Written request - Turn the lines of data below into a numbered list, skipping any blank lines and leaving the pictures out of your answer.

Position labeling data
►

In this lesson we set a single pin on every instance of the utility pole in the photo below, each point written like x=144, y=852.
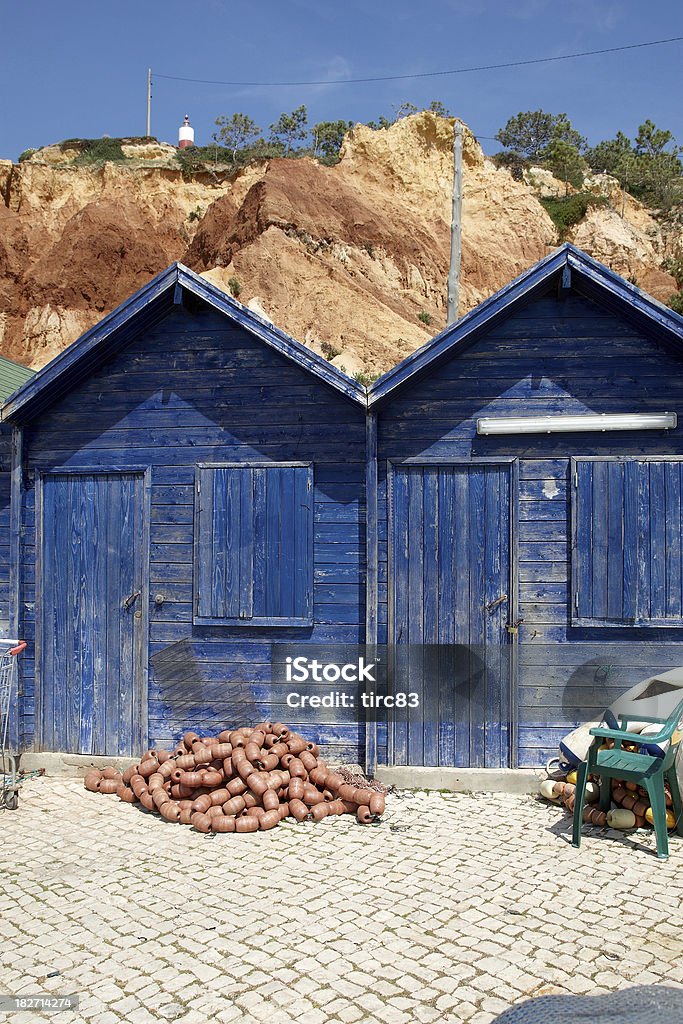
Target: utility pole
x=456, y=224
x=148, y=101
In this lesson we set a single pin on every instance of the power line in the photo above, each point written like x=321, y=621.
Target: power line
x=431, y=74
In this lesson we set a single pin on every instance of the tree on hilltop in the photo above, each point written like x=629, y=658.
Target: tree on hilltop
x=529, y=134
x=237, y=132
x=290, y=128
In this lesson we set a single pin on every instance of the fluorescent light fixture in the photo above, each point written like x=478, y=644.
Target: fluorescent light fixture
x=569, y=424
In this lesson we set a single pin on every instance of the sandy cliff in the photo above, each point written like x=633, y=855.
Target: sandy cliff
x=350, y=259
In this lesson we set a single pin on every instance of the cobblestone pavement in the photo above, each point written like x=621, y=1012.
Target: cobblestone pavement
x=452, y=909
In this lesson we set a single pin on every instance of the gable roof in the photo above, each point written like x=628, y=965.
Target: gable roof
x=568, y=265
x=12, y=376
x=143, y=309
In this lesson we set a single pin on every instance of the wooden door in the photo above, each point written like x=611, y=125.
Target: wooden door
x=451, y=600
x=92, y=612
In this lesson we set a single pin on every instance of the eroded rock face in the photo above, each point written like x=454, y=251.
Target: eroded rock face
x=352, y=259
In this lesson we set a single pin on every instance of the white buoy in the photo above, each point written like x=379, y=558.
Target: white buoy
x=185, y=134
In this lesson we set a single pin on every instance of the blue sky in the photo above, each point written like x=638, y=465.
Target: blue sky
x=79, y=68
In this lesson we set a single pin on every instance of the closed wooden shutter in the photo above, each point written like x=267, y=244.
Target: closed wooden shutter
x=254, y=541
x=626, y=554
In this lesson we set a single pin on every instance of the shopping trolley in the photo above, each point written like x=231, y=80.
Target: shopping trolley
x=9, y=796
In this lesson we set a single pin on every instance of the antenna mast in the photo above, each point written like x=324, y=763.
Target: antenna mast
x=148, y=101
x=456, y=224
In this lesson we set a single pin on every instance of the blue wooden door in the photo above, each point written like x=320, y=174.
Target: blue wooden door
x=451, y=599
x=92, y=598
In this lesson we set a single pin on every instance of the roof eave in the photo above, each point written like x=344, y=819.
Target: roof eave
x=446, y=344
x=76, y=360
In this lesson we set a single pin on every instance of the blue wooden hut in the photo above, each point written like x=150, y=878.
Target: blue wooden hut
x=503, y=509
x=178, y=415
x=12, y=376
x=528, y=504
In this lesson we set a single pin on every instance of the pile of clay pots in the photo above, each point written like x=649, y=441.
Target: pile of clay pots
x=631, y=805
x=242, y=780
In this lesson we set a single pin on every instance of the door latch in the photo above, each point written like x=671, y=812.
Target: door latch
x=513, y=628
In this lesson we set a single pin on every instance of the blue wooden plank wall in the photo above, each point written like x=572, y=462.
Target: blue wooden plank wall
x=559, y=355
x=5, y=478
x=5, y=468
x=194, y=389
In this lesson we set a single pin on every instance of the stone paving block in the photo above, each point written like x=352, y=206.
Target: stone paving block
x=413, y=925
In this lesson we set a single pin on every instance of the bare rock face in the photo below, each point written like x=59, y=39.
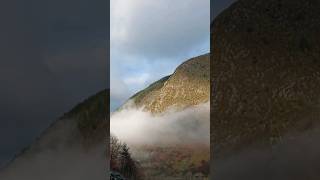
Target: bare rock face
x=189, y=85
x=265, y=72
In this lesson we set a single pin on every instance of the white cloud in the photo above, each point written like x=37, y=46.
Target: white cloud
x=135, y=126
x=149, y=39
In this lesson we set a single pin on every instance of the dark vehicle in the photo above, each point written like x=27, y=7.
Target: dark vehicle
x=116, y=176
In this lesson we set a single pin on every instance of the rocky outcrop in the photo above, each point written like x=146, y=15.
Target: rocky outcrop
x=189, y=85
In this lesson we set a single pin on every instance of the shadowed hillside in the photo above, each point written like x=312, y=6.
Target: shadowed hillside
x=265, y=82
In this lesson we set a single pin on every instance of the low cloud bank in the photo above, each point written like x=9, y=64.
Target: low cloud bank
x=137, y=127
x=59, y=154
x=64, y=164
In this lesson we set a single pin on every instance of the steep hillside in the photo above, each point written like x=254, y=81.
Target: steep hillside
x=187, y=86
x=73, y=147
x=265, y=73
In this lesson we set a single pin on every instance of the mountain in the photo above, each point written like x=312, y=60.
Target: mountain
x=176, y=110
x=265, y=79
x=73, y=147
x=187, y=86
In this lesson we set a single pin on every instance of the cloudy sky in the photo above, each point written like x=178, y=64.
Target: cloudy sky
x=52, y=56
x=149, y=39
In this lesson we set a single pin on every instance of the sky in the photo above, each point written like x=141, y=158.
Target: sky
x=218, y=6
x=53, y=55
x=149, y=39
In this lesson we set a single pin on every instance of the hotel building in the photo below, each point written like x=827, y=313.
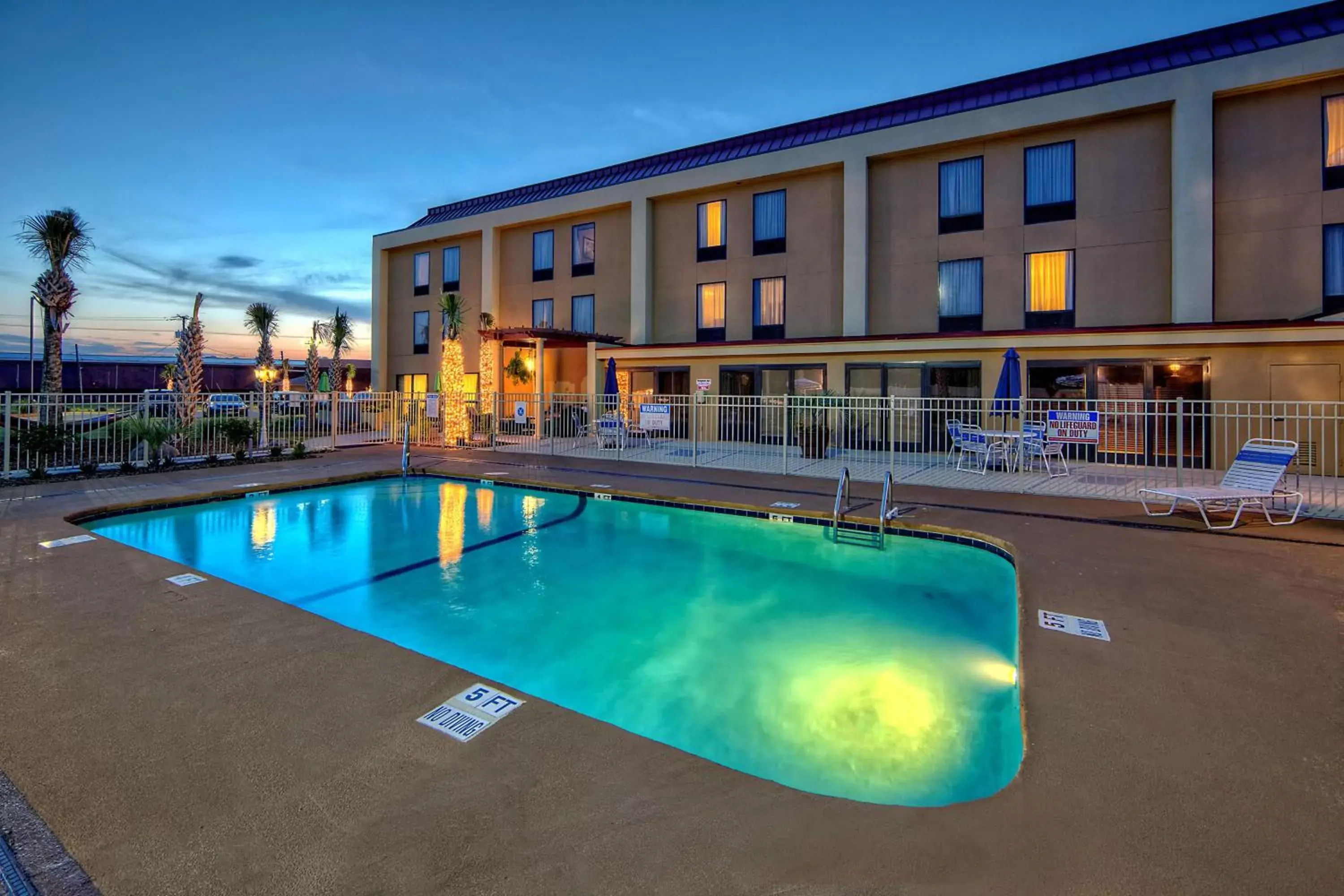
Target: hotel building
x=1162, y=221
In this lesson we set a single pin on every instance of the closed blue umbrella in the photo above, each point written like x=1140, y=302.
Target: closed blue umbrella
x=1008, y=392
x=611, y=392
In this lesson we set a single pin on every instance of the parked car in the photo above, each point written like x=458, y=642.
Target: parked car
x=226, y=405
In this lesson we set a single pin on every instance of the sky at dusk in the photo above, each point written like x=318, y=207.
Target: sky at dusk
x=250, y=150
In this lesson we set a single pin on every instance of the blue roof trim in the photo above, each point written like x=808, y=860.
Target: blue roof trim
x=1266, y=33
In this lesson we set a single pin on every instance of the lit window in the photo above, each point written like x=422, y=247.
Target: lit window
x=960, y=295
x=768, y=308
x=1334, y=303
x=709, y=312
x=961, y=195
x=1050, y=289
x=452, y=269
x=711, y=232
x=581, y=315
x=768, y=224
x=420, y=334
x=421, y=273
x=585, y=250
x=1334, y=134
x=543, y=312
x=1050, y=183
x=543, y=256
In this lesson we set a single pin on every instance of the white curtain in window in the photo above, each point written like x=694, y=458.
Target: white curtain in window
x=1334, y=131
x=1050, y=174
x=711, y=230
x=960, y=185
x=543, y=250
x=581, y=315
x=542, y=315
x=1050, y=281
x=768, y=218
x=710, y=306
x=768, y=302
x=960, y=287
x=1335, y=260
x=585, y=244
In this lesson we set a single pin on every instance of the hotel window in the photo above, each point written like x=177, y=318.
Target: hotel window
x=585, y=250
x=452, y=269
x=1334, y=302
x=961, y=295
x=422, y=273
x=709, y=312
x=413, y=383
x=768, y=224
x=581, y=315
x=1332, y=127
x=961, y=186
x=543, y=312
x=543, y=256
x=420, y=334
x=1050, y=289
x=768, y=308
x=711, y=242
x=1050, y=183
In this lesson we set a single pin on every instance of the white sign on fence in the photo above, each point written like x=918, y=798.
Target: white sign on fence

◄

Written solution -
1. In this lesson we set a single pin on every instance of the utility pole in the photo below, each point written like x=144, y=852.
2. Target: utility pole
3. x=456, y=224
4. x=148, y=101
5. In this lesson we set a single pin on every instance of the power line in the photo above, each point written like x=321, y=621.
6. Target: power line
7. x=431, y=74
8. In this lesson we set a single pin on every instance of the tree on hilltop in the photo above, each point written like x=629, y=658.
9. Target: tree on hilltop
10. x=529, y=134
11. x=237, y=132
12. x=290, y=128
13. In this lesson we set a single pin on every instance of the fluorescent light fixture in the photo above, each point written like x=478, y=644.
14. Target: fluorescent light fixture
15. x=569, y=424
16. In this lesson we set a single pin on every instance of the sandy cliff in the photo above, each point written like x=633, y=855.
17. Target: sandy cliff
18. x=350, y=259
19. In this lesson we set a single pin on every instance of the cobblestone pavement in the photo above, each point written like x=621, y=1012.
20. Target: cobblestone pavement
21. x=452, y=909
22. In this lesson we set a single pin on every instance of the gable roof in the photo above, each point written like x=628, y=965.
23. Target: gable roof
24. x=568, y=265
25. x=12, y=376
26. x=143, y=309
27. In this lesson we set a single pin on every instance of the wooden door in the photo above, each point written like x=611, y=125.
28. Target: wooden door
29. x=451, y=600
30. x=92, y=612
31. In this lesson we set a single pin on every instance of the eroded rock face in the photo above, each point written like x=454, y=251.
32. Target: eroded rock face
33. x=352, y=259
34. In this lesson we set a single pin on every instance of the white buoy in the photo above, each point written like x=379, y=558.
35. Target: white buoy
36. x=185, y=134
37. In this lesson we set a single pin on every instance of the blue sky in the photo above, each point written like x=638, y=465.
38. Target: blue sky
39. x=79, y=68
40. In this lesson we set a single pin on every instance of the closed wooden shutter in the photo above, each point written like x=267, y=244.
41. Target: closed wooden shutter
42. x=254, y=541
43. x=626, y=554
44. In this lesson we set a single pin on every instance of the shopping trolley in the photo above, each point written like x=231, y=80.
45. Target: shopping trolley
46. x=9, y=796
47. In this lesson we set a single pin on every instance of the antenna mast in the photo above, each point written like x=324, y=763.
48. Target: antenna mast
49. x=148, y=101
50. x=456, y=224
51. In this lesson we set a single pin on every instance of the blue wooden door in the photo above, each point written like x=320, y=174.
52. Target: blue wooden door
53. x=451, y=599
54. x=92, y=598
55. In this lesson we set a single pin on every instance of the roof eave in the photo above, each point written like x=344, y=819.
56. Target: roof eave
57. x=446, y=344
58. x=76, y=360
59. In this lesson we set a single pin on every instance of the blue wooden hut in the photo above, each point written like x=150, y=878.
60. Target: blue wooden hut
61. x=503, y=509
62. x=178, y=415
63. x=12, y=376
64. x=528, y=504
65. In this lesson we set a single pin on every instance of the pile of clay pots in the photo above, each point written like x=649, y=441.
66. Target: pile of clay pots
67. x=631, y=805
68. x=242, y=780
69. In this lesson we set a single pin on every instance of the door latch in the photo above, each point written like x=671, y=812.
70. Target: door latch
71. x=513, y=628
72. In this lesson we set a single pin on every instance of the blue wooden plank wall in the photo above, each point written like x=572, y=462.
73. Target: blue wooden plank wall
74. x=559, y=355
75. x=5, y=478
76. x=5, y=468
77. x=194, y=389
78. In this lesson we set a single pin on every instance of the stone paving block in the photo above, each point written like x=352, y=206.
79. Target: stone paving block
80. x=413, y=925
81. In this lesson we set a single pin on every instance of the bare rock face in the photo below, each point written like x=59, y=39.
82. Target: bare rock face
83. x=189, y=85
84. x=265, y=72
85. In this lesson we set a single pin on every instance of the white cloud in the photo above, each point written like x=37, y=46.
86. Target: white cloud
87. x=135, y=126
88. x=149, y=39
89. In this lesson we set a single pin on every instance of the dark vehicle in the photo above, each point written like x=27, y=7.
90. Target: dark vehicle
91. x=116, y=176
92. In this lesson we set a single pin on every instance of the rocky outcrop in the photo above, each point written like x=146, y=15.
93. Target: rocky outcrop
94. x=189, y=85
95. In this lesson we set a single pin on every instance of the shadowed hillside in the photo above, each point written like x=312, y=6.
96. Target: shadowed hillside
97. x=265, y=82
98. In this lesson we set a single pin on every instance of the low cloud bank in the photo above, each point written like x=9, y=64.
99. Target: low cloud bank
100. x=137, y=127
101. x=59, y=154
102. x=64, y=164
103. In this lesson we set a single pin on every instance of the steep hillside in the photo above, each point written like x=254, y=81.
104. Target: steep hillside
105. x=187, y=86
106. x=73, y=147
107. x=265, y=73
108. In this lesson we set a single pin on every instance of the mountain in the photo above, each point written like x=312, y=60.
109. Target: mountain
110. x=176, y=110
111. x=265, y=79
112. x=73, y=147
113. x=187, y=86
114. In this lesson we set a single pin on every instance of the cloudy sky in the photo above, each point written like x=178, y=64.
115. Target: cloudy sky
116. x=52, y=56
117. x=149, y=39
118. In this lesson we set a single pin on every instance of the sky in the photo above, each point written like x=141, y=158.
119. Target: sky
120. x=218, y=6
121. x=53, y=55
122. x=149, y=39
123. In this lesson we set a single pin on every instance of the hotel building in the photo below, each point written like x=827, y=313.
124. Target: hotel building
125. x=1162, y=221
126. In this lesson we set a single pin on every instance of the closed blue umbrella in the photo above, each point written like x=1140, y=302.
127. Target: closed blue umbrella
128. x=1008, y=392
129. x=611, y=392
130. In this lesson we set a single pin on every instance of the parked car in the photo above, each point written like x=458, y=642.
131. Target: parked car
132. x=226, y=405
133. In this lesson we set a single pin on every instance of the sky at dusk in the photo above, each point written like x=318, y=207.
134. Target: sky at dusk
135. x=250, y=150
136. In this lesson we set a single pin on every instance of the blue roof trim in the photo above, each point written like x=808, y=860.
137. Target: blue roof trim
138. x=1266, y=33
139. In this lesson we set a single pin on every instance of the lit window in the photo above, each point written like x=422, y=247.
140. Target: lit window
141. x=960, y=295
142. x=768, y=308
143. x=1334, y=303
144. x=709, y=312
145. x=961, y=195
146. x=1050, y=289
147. x=452, y=269
148. x=711, y=232
149. x=581, y=315
150. x=768, y=224
151. x=420, y=334
152. x=421, y=273
153. x=585, y=250
154. x=1334, y=134
155. x=543, y=312
156. x=1050, y=183
157. x=543, y=256
158. In this lesson we set a single pin on every instance of the white curtain in window in the photo above, each point written like x=694, y=458.
159. Target: white curtain in window
160. x=1334, y=131
161. x=1050, y=174
162. x=711, y=230
163. x=960, y=185
164. x=543, y=250
165. x=581, y=315
166. x=542, y=315
167. x=1050, y=281
168. x=768, y=218
169. x=710, y=306
170. x=768, y=302
171. x=960, y=287
172. x=1335, y=260
173. x=585, y=244
174. In this lesson we set a single pin on every instance of the hotel window in the photo above, each point written like x=177, y=318.
175. Target: hotel window
176. x=585, y=250
177. x=452, y=269
178. x=1334, y=302
179. x=961, y=295
180. x=422, y=273
181. x=709, y=312
182. x=413, y=383
183. x=768, y=224
184. x=581, y=315
185. x=1332, y=127
186. x=961, y=186
187. x=543, y=312
188. x=543, y=256
189. x=420, y=334
190. x=1050, y=289
191. x=768, y=308
192. x=711, y=242
193. x=1050, y=183
194. In this lesson we set a single pin on every instance of the white sign on fence in the photo above, each point written like x=918, y=798.
195. Target: white sign on fence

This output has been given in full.